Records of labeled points

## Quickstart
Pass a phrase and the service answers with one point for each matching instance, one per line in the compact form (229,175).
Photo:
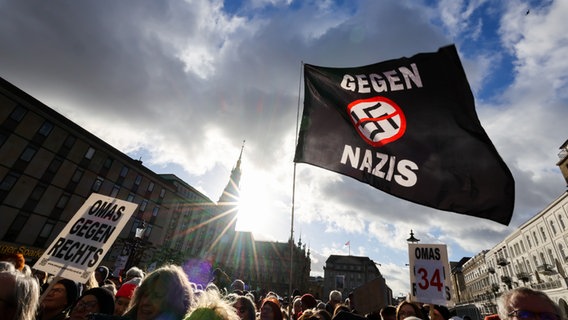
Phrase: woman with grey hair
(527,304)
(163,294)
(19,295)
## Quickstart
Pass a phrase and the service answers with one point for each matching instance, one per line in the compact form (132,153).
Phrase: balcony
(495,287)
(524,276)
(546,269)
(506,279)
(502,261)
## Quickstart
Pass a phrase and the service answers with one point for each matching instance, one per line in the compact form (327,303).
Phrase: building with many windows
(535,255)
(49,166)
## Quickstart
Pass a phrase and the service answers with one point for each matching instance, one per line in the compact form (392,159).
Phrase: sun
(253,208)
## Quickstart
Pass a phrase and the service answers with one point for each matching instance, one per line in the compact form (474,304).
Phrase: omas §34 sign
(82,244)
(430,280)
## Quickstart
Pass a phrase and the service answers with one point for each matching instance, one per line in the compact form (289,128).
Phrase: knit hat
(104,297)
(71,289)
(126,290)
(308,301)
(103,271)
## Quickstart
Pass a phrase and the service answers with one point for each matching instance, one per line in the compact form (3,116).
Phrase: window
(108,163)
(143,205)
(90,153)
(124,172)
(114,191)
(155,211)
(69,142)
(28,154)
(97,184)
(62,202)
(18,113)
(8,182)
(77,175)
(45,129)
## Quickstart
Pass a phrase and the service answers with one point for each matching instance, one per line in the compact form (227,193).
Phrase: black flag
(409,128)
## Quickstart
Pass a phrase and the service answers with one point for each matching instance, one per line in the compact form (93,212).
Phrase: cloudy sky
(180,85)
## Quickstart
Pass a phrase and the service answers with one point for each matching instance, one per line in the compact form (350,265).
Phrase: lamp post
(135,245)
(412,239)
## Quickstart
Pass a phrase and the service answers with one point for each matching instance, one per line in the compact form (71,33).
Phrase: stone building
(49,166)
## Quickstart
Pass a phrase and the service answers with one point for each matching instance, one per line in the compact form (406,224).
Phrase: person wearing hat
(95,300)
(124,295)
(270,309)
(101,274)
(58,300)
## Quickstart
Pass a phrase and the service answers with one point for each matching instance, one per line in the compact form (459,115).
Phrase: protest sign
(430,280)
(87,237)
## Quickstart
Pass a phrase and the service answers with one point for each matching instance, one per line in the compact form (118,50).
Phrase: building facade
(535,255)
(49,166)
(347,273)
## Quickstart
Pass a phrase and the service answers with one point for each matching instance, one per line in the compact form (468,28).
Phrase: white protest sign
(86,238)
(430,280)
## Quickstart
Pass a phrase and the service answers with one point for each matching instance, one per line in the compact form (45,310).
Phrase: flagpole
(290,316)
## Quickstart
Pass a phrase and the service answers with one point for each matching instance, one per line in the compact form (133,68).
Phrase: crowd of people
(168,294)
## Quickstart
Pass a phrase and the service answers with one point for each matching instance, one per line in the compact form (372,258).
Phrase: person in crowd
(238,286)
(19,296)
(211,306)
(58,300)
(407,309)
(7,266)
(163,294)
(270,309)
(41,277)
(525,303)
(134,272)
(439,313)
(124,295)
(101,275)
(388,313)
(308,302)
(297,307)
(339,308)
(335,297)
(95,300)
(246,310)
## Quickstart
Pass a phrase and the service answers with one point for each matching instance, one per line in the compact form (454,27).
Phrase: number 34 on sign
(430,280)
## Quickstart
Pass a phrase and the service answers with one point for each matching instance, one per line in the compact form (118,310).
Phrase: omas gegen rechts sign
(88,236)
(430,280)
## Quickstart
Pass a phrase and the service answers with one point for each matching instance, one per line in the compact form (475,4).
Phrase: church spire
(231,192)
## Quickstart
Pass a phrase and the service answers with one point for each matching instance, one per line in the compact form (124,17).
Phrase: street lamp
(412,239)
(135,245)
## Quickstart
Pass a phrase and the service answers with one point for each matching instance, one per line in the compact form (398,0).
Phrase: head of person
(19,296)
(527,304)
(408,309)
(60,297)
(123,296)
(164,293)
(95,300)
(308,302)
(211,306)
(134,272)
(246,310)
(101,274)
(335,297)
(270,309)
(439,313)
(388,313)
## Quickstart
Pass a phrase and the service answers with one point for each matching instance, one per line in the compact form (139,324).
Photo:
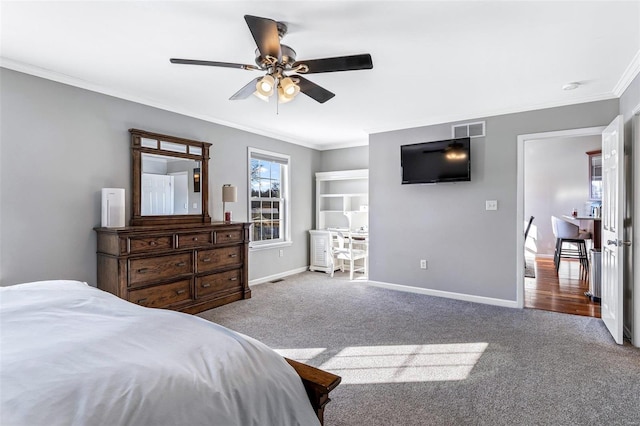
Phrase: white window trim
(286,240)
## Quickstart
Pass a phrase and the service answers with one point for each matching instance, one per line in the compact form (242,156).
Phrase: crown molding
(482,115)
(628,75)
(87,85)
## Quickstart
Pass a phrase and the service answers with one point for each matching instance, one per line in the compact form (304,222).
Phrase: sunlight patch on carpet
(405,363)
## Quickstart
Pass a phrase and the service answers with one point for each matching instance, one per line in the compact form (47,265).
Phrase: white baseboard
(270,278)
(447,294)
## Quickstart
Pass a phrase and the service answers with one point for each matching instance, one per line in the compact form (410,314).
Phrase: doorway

- _Problem statement_: Quote each record exactly as it stands, minus the pictures.

- _Problem solution_:
## Quickstart
Pass a phrase and the service answers with one point for each matching instance, one per line in the compact form (229,175).
Photo:
Phrase: woman with grey hair
(527,304)
(163,294)
(19,295)
## Quickstart
Pass a phrase and the service answers with one point for each matching instance, one per line in the compact form (132,153).
Phrase: balcony
(495,287)
(524,276)
(546,269)
(506,279)
(502,261)
## Quickstart
Pass a phrase and the service answers with one point for each matching instance, one per line in the compact form (327,303).
Phrase: building with many windows
(535,255)
(49,166)
## Quickstart
Pass a phrase and the service answers with one point for each matching instance, one per line in the compact form (392,159).
Phrase: sun
(253,208)
## Quickstart
Pass a phrase and the service answers with one point for each matching instance, one per line in the compact form (474,304).
Phrase: omas §34 sign
(82,244)
(430,280)
## Quickstart
Pass a phrase and the service answers with one point for each matching instance, one per line in the compact form (289,128).
Phrase: knit hat
(104,297)
(71,289)
(126,290)
(308,301)
(103,271)
## Quickstart
Pass a phrase and the service answers with one point for each matching instance, one per line in the compact form (3,116).
Phrase: window
(108,163)
(143,205)
(90,153)
(124,172)
(114,191)
(155,211)
(69,142)
(28,154)
(97,184)
(62,202)
(18,113)
(8,182)
(77,175)
(45,129)
## Quickstart
Pass a phrase and the service answers with one point for each matching instance, one per line in the compact form (227,193).
Phrase: black flag
(409,128)
## Quickstart
Pass a phrase and the service answers with one point for each matching instance, one per line in the compact form (93,212).
Phrase: cloudy sky
(180,85)
## Quickstart
Pass a phrase and the service answers with one point for each matching instance, one per line in the compact form (350,265).
Phrase: lamp post
(135,245)
(412,239)
## Quickstart
Pass a phrase and the service answers with one point for each matching instance, one per line in the compact form (71,33).
Phrase: stone building
(49,166)
## Quickstart
Pass a phrase and the service answers with one point for each matching instance, one per line in the compact form (406,224).
Phrase: person wearing hat
(95,300)
(124,295)
(270,309)
(101,274)
(58,300)
## Quickstart
Pass a phrase and the service answers with one point for each matching instance, one per line in the compact form (459,115).
Phrase: protest sign
(430,280)
(87,237)
## Quickstart
Pass a phrase and the service answers with one point for each matching instance, one per line in the compact form (118,50).
Phrase: building facade
(535,255)
(49,166)
(347,273)
## Quickstart
Pass a phrase and the service answers with one point for each matching instance, one per line in the compact form (468,28).
Phrase: white protest sign
(86,238)
(430,280)
## Quickstart
Pass a phrase and the service answers with one point for each matching instance, one per line in the compact form (45,310).
Phrase: flagpole
(290,316)
## Quickstart
Pass a phrase and the service answers with one point for each matching instance, one per line in the compact form (133,68).
Phrase: crowd of people
(168,294)
## Quickstart
Pass a phrase and the service answers with one point for each matching instance, one per line in the compact form (372,258).
Phrase: person in crowd
(238,286)
(19,296)
(211,306)
(58,300)
(407,309)
(7,266)
(163,294)
(270,309)
(41,277)
(525,303)
(134,272)
(439,313)
(124,295)
(101,275)
(388,313)
(308,302)
(297,307)
(339,308)
(335,297)
(95,300)
(246,310)
## Quickstart
Pass a phrase and the service answers with one point for each matching instance, one per line in the compact form (454,27).
Phrase: number 34 on sign
(430,280)
## Quickstart
Pass a phrase and the service answers with one point for each matching instance, one per line in the compact form (118,310).
Phrase: omas gegen rechts sign
(88,236)
(430,280)
## Quickstart
Pass a phrase and the service answers with one point for each matching instance, one per line in the compact form (475,4).
Phrase: church spire
(231,192)
## Quickstart
Pass a phrase and the service answers with one point for each matching instance, one per line in the compact form (124,17).
Phrase: street lamp
(412,239)
(135,245)
## Quickstart
Pass a phrase and the service answers with one point for each matching instance, one per line in the compact form (398,0).
Phrase: head of person
(19,296)
(527,304)
(408,309)
(60,297)
(123,296)
(164,293)
(95,300)
(308,302)
(211,306)
(134,272)
(246,310)
(101,274)
(335,297)
(270,309)
(439,313)
(388,313)
## Quickstart
Pass a phrase and the service answers with one point for each matching instance, one per line in the compact form (139,324).
Photo:
Phrase: white window trim
(286,240)
## Quickstart
Pass a phrase and the service answers with one point for each matching instance, one per line in the compact form (242,156).
Phrase: crown molding
(482,115)
(628,75)
(87,85)
## Quickstart
Pass a phrase and the service answers with one point for each matching instance, one per line in the compact form (304,222).
Phrase: sunlight patch on carpet
(405,363)
## Quickstart
Pass a phrase and the service answers with one point for each matching instance, one per line in the compact form (47,265).
Phrase: white baseboard
(270,278)
(447,294)
## Quickstart
Pass a phrase and the service answers with one point for each matching instance, one per line in the compact form (410,314).
Phrase: doorway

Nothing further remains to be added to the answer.